Content starts
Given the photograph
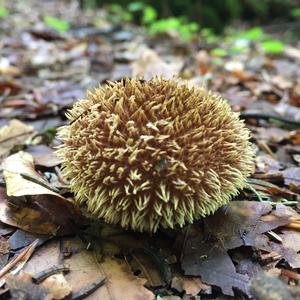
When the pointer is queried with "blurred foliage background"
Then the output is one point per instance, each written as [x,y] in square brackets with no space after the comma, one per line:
[214,14]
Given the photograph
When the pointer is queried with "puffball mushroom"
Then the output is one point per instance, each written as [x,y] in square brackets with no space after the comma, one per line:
[150,154]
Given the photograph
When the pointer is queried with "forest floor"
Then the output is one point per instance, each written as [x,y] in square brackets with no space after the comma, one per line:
[251,247]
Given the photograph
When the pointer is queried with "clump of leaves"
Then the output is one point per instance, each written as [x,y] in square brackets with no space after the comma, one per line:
[57,24]
[147,15]
[3,12]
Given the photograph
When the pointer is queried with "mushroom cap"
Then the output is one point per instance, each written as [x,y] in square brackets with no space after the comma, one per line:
[150,154]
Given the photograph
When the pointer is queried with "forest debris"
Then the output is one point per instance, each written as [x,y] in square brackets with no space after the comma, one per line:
[47,213]
[120,282]
[39,277]
[212,263]
[17,263]
[150,64]
[191,285]
[44,156]
[142,263]
[291,175]
[89,289]
[57,285]
[13,134]
[265,287]
[21,288]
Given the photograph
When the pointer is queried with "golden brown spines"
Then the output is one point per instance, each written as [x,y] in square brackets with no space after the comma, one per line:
[154,154]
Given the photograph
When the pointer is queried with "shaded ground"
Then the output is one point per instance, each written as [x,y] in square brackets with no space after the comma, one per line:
[43,72]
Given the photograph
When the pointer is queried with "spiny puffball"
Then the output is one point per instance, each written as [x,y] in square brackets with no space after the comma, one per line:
[151,154]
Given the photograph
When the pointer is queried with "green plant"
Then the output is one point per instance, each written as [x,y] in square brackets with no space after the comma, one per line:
[273,46]
[185,29]
[56,24]
[3,12]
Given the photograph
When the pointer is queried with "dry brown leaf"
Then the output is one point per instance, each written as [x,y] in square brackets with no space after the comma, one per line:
[191,285]
[57,285]
[46,256]
[12,134]
[21,178]
[22,288]
[47,212]
[120,282]
[150,64]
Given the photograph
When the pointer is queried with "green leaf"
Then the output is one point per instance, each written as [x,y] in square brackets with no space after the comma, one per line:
[57,24]
[218,52]
[273,46]
[253,34]
[135,6]
[3,12]
[149,15]
[295,12]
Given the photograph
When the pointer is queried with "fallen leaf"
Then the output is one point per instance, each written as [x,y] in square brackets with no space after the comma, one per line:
[142,264]
[150,64]
[236,225]
[57,285]
[13,134]
[211,262]
[44,156]
[191,285]
[47,212]
[120,282]
[291,175]
[21,289]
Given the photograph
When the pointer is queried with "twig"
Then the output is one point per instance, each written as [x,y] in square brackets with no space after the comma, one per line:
[39,277]
[160,262]
[267,117]
[25,253]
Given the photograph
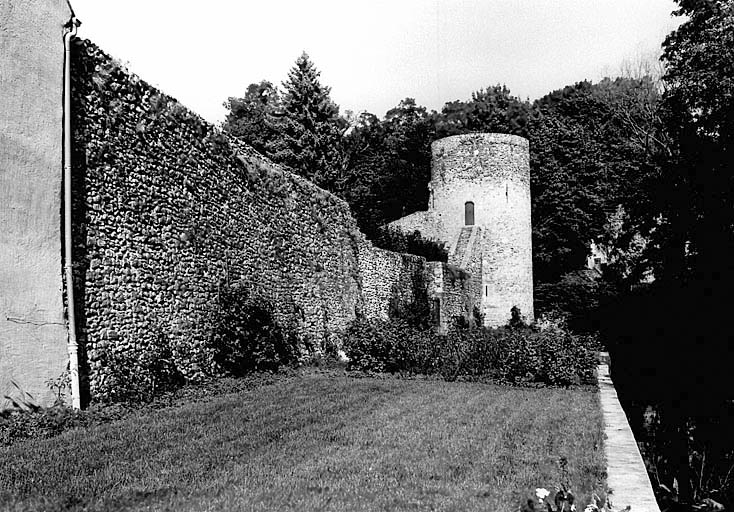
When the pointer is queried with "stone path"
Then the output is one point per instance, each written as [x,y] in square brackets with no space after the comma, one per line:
[626,474]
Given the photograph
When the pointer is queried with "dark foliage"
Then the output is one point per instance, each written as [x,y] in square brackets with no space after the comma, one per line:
[246,337]
[411,243]
[522,355]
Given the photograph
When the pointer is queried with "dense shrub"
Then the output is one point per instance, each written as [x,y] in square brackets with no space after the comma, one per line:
[551,356]
[412,243]
[246,337]
[578,296]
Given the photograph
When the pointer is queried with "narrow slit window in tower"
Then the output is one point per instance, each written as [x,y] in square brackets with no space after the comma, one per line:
[469,213]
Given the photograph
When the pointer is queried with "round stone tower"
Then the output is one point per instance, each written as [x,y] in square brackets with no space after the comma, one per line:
[483,179]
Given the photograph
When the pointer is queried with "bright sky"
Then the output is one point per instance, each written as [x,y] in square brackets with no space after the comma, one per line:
[373,53]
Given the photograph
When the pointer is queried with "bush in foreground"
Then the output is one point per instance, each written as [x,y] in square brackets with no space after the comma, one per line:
[551,356]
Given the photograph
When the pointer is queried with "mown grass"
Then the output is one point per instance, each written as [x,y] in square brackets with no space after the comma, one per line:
[320,442]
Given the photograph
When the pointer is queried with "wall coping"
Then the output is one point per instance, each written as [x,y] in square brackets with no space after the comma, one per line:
[627,477]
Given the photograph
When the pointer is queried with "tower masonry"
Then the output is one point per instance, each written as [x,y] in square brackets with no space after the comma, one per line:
[480,203]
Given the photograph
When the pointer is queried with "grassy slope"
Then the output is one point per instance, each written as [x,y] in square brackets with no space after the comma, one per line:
[320,443]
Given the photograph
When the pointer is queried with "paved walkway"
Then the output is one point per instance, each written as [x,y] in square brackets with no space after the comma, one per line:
[626,474]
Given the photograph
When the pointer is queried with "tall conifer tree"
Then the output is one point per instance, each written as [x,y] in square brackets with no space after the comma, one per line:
[309,127]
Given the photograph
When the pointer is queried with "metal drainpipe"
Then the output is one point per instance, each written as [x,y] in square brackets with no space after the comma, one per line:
[72,346]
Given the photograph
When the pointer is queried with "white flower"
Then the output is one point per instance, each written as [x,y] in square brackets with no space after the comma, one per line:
[541,493]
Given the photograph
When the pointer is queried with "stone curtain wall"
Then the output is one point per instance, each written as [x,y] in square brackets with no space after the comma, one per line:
[390,281]
[172,212]
[32,331]
[453,291]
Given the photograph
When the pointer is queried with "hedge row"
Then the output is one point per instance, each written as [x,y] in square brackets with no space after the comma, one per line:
[551,356]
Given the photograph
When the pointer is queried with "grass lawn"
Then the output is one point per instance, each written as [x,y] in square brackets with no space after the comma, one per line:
[321,442]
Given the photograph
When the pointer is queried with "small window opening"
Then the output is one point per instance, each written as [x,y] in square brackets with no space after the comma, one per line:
[468,213]
[437,311]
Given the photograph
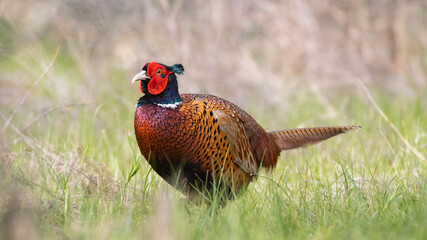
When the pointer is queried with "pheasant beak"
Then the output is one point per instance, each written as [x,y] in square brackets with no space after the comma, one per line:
[141,76]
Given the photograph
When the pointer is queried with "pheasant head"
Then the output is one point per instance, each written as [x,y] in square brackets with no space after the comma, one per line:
[159,83]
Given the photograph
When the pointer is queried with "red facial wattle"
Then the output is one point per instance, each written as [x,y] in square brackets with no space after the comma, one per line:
[157,83]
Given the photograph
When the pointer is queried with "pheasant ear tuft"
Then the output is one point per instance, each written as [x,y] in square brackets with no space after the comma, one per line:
[178,69]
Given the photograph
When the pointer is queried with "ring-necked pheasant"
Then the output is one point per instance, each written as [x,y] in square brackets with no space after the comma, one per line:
[195,140]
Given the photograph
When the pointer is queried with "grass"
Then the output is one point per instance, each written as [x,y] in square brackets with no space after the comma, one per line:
[71,169]
[76,172]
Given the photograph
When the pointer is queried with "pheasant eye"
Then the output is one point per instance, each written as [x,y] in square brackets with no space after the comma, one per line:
[159,71]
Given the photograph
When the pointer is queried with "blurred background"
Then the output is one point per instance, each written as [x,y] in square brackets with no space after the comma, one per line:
[67,102]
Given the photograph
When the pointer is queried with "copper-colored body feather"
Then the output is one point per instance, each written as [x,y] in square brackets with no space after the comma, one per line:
[207,139]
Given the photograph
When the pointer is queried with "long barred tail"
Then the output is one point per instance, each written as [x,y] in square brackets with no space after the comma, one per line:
[295,138]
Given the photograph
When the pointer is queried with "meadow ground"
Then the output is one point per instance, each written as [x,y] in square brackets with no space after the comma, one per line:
[70,166]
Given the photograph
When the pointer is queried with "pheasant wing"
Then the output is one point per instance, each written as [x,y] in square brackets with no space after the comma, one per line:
[240,146]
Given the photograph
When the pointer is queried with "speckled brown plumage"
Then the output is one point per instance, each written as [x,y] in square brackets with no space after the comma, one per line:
[194,140]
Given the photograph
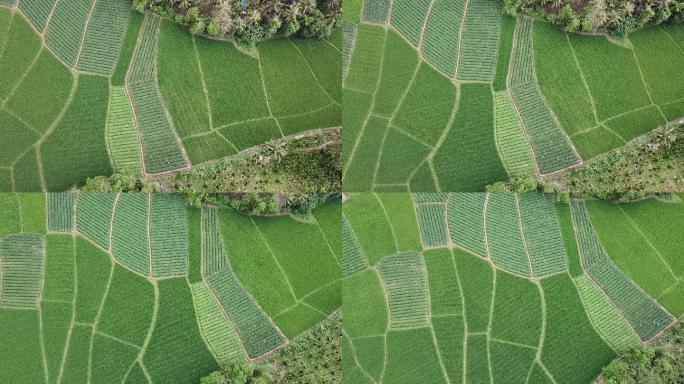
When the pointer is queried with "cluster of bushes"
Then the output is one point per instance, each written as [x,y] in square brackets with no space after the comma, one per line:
[662,363]
[652,165]
[309,164]
[250,21]
[618,17]
[238,373]
[260,204]
[314,358]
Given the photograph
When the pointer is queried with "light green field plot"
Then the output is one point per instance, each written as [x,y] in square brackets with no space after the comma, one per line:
[511,141]
[432,68]
[168,235]
[73,70]
[482,309]
[433,227]
[505,235]
[219,333]
[83,122]
[138,311]
[646,229]
[122,136]
[64,34]
[130,232]
[60,211]
[23,259]
[94,216]
[405,283]
[466,215]
[37,11]
[104,36]
[161,149]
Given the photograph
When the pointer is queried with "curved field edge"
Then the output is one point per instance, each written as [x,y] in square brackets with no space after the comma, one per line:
[83,303]
[470,294]
[390,157]
[42,75]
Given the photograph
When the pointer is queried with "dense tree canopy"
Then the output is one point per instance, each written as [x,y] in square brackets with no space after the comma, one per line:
[250,21]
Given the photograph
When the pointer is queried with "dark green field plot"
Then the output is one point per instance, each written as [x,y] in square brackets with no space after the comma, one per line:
[104,288]
[106,89]
[452,95]
[508,309]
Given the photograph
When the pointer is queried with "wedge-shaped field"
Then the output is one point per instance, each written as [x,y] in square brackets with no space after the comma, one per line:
[89,88]
[523,302]
[453,95]
[119,292]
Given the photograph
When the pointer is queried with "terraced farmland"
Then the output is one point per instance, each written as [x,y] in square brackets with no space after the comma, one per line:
[521,289]
[89,88]
[108,288]
[453,95]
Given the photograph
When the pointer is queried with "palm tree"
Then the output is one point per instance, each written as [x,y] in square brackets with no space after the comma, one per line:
[666,138]
[253,17]
[275,151]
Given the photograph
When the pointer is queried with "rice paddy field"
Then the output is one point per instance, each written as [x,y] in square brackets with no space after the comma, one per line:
[501,287]
[89,88]
[139,288]
[448,95]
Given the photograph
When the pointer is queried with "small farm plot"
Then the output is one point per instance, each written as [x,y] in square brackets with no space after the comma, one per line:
[109,310]
[501,306]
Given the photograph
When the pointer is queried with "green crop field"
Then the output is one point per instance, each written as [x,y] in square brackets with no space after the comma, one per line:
[454,95]
[104,287]
[506,288]
[89,88]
Content ends
## Aim of the task
Whenever a line in the records above contains the string "window", copy that line.

## Task output
When the pointer is queried with "narrow slit window in tower"
When the pointer is queried with "small window opening"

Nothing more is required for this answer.